● EXERCISE PROMPT
In the passage below on the origin of the magnifying glass, who is believed to have designed the first magnifier built for scientific purposes?

Origin of ordinary things: Magnifying glass
Tuesday, March 16, 2021
Magnifying glass. / Net photo.

The magnifying glass is one of the most ancient optical (related to the eye) devices known to science.

By definition a magnifying glass is a convex lens that is used to produce a magnified image of an object. The lens is usually mounted in a frame with a handle. 

According to encyclopedia.com, thousands of years ago Egyptians used chips of crystal or obsidian (a type of shiny stone) to better view small objects. In Rome Emperor Nero (a.d. 37-68) was known to have peered through gemstones at actors on a distant stage. The first magnifier constructed for scientific purposes is believed to have been designed by the English philosopher Roger Bacon (circa 1220-1292) sometime during the thirteenth century.

● RECORDED DATA
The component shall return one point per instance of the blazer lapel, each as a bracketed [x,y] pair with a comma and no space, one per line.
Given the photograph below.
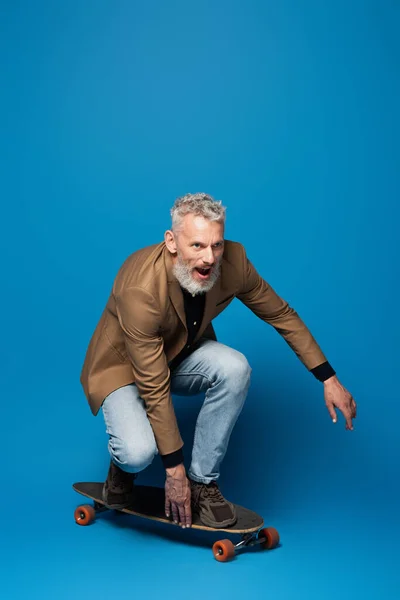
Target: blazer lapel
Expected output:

● WRITTEN RESPONSE
The English philosopher Roger Bacon.